___ Source excerpt ___

Instead, the NB is used to model the uncertainty in the variance. In this case, the variation is proportional to the mean, with an added term to account for the dispersion:
\[ \sigma^2 = \mu + \alpha\mu^2 \] where \(\alpha\) is the dispersion parameter. For \(\alpha > 1\), the dispersion is greater than the mean; as \(\alpha\) goes to 0, the NB converges on a Poisson distribution.
There are various explanations for modeling sequence count data with the NB distribution, and a relatively simple one may be found here2. The authors of DESeq2 provide a more detailed discussion3.
Technically, the NB is a Poisson-Gamma mixture distribution: a mixture of Poisson distributions where the uncertainty in the various \(\lambda\)s follows a Gamma distribution. The details are beyond our pay grade for the purposes of this class, but you may want to file this for future reference.
As we have seen, different distributions are characterized by different parameters. It turns out that many of these can be modeled by the more general Gamma and Beta distributions, and some of them are actually implemented by these in R for practical reasons. The following diagram illustrates some relationships between the distributions we have learned about and these more general distributions (which we will not discuss in this class):
You are performing an exit poll at a polling station in a district where the proportion of independent voters is 20%.

___ Listing ___

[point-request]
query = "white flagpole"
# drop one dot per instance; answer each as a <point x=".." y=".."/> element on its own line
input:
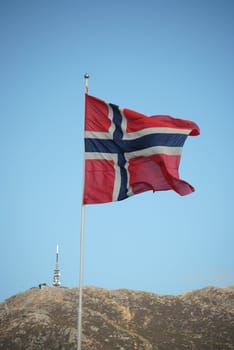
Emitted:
<point x="79" y="332"/>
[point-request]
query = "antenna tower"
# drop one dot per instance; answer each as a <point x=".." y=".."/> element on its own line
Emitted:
<point x="56" y="279"/>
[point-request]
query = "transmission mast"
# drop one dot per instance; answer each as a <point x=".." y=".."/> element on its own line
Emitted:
<point x="56" y="279"/>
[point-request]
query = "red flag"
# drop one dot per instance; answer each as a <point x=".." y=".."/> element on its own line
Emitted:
<point x="128" y="153"/>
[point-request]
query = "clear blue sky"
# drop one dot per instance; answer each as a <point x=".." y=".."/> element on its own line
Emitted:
<point x="152" y="56"/>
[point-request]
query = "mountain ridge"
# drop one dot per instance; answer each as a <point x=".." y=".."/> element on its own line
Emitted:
<point x="46" y="318"/>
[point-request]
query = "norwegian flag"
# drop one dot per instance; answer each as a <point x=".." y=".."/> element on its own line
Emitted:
<point x="128" y="153"/>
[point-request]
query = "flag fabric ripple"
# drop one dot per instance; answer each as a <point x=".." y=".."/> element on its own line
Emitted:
<point x="127" y="153"/>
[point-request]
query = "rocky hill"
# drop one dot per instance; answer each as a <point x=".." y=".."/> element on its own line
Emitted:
<point x="46" y="318"/>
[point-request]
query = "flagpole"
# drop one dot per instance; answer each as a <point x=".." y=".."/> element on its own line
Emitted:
<point x="79" y="331"/>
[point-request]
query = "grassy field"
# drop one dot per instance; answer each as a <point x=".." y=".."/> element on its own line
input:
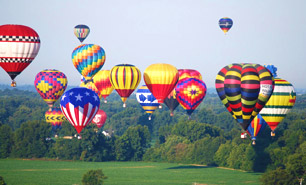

___

Answer these questions from the excerpt on the negative binomial distribution above:
(a) As the dispersion parameter goes to 0, what distribution does the NB converge on?
(b) What kind of mixture distribution is the NB, technically?
(c) In the exit poll district, what is the proportion of independent voters?

(a) A Poisson distribution.
(b) A Poisson-Gamma mixture: a mixture of Poisson distributions where the uncertainty in the various λs follows a Gamma distribution.
(c) 20%.